- [Text block]
□ □ □ □ □ □ □
Nestled in a grow room alongside others, a rogue cannabis plant rises to the top. Originating from a solid True OG clone, the Montana OG Kush drips with resinous trichomes. It’s crystalline and bright green with a distinctive putrid flower musk that tickles the nose and tastes divine.
Once heavily guarded by growers, OG Kush has exploded into the cannabis marketplace and taken on many forms. While it’s generally agreed that the OG Kush lineage traces back to Chemdawg, OG lineages can be found in many strains including Tahoe OG, San Fernando Valley OG, Larry OG and True OG.
The genotype, a genetic make-up of the cannabis plant, acts as a blueprint for the plant’s growth. However, it’s the growing conditions that cannabis pulls from its environment that make up the plant’s phenotype – a factor which produces varied results in areas such as a strain’s taste, smell or color. OG Kush has many different phenotypes, thus it appears in many different forms. The degree of separation between the OG Kush strains is small and, even for the most experienced cannabis connoisseurs, its subtleties can be as hard to track as identifying the differences between three sisters in the same family.
The Montana OG Kush is a heavy yielder with THC content coming in at over 24 percent. The strain is spicy and rank, but contains more of a hashy taste versus the sweetness of a Diesel.
□ □ □ □ □ □ □
- [Problem requirements] Copy the passage on Montana OG Kush word for word, between "The genotype, a" and "of a Diesel.", inclusive. Work from the text alone.

Natural-language object grounding data:
□ □ □ □ □ □ □
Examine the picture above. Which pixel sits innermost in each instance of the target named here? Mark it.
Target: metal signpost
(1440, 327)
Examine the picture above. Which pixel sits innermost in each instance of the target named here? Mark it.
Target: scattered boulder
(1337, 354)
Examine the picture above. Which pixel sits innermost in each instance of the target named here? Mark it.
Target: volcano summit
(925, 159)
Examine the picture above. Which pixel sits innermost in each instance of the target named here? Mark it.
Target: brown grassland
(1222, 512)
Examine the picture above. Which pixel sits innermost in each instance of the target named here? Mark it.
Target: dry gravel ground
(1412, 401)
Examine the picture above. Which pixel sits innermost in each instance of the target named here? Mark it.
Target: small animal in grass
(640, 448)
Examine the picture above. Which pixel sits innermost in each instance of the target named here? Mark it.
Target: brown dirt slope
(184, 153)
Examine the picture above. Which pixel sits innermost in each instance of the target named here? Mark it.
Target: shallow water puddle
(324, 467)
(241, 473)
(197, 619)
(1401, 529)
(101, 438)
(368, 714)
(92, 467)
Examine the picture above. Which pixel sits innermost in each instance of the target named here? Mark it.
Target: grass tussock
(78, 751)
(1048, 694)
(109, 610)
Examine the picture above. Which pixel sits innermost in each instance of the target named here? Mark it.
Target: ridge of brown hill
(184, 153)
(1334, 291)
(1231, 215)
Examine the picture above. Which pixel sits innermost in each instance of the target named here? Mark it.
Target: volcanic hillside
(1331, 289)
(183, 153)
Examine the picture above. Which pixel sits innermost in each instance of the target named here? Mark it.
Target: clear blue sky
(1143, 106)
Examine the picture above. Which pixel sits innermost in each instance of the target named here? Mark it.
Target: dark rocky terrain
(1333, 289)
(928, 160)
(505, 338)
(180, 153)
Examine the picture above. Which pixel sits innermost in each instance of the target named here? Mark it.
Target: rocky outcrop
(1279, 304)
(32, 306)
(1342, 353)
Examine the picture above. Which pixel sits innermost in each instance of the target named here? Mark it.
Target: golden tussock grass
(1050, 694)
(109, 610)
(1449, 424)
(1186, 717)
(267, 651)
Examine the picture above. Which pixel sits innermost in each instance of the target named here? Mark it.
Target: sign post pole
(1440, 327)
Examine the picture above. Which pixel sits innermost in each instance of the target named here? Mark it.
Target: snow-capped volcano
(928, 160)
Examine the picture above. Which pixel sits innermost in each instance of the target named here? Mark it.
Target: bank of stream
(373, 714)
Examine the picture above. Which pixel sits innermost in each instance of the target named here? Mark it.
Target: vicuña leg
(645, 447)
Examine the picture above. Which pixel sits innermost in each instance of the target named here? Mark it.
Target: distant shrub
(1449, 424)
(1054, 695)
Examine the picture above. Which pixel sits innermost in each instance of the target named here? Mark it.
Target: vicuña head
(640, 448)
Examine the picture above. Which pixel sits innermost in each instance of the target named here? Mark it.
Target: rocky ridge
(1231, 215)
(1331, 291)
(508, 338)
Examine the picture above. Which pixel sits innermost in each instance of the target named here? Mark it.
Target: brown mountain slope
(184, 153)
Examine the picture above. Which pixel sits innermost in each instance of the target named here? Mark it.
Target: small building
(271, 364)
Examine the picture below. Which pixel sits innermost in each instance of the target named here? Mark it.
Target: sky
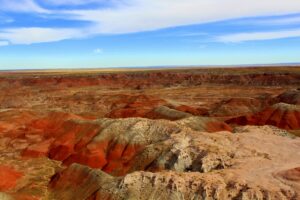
(42, 34)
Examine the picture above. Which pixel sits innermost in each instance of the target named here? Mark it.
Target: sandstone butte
(157, 134)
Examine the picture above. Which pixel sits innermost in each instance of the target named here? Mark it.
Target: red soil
(8, 178)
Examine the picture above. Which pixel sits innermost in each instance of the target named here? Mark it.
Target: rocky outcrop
(289, 97)
(198, 168)
(282, 115)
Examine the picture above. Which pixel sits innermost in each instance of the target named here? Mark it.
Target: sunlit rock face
(178, 134)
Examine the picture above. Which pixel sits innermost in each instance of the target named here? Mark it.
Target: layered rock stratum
(158, 134)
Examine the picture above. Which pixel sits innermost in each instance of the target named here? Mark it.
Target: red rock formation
(8, 177)
(290, 97)
(281, 115)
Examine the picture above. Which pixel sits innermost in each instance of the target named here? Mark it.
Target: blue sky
(38, 34)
□ □ □ □ □ □ □
- [Your response]
The genotype, a genetic make-up of the cannabis plant, acts as a blueprint for the plant’s growth. However, it’s the growing conditions that cannabis pulls from its environment that make up the plant’s phenotype – a factor which produces varied results in areas such as a strain’s taste, smell or color. OG Kush has many different phenotypes, thus it appears in many different forms. The degree of separation between the OG Kush strains is small and, even for the most experienced cannabis connoisseurs, its subtleties can be as hard to track as identifying the differences between three sisters in the same family.
The Montana OG Kush is a heavy yielder with THC content coming in at over 24 percent. The strain is spicy and rank, but contains more of a hashy taste versus the sweetness of a Diesel.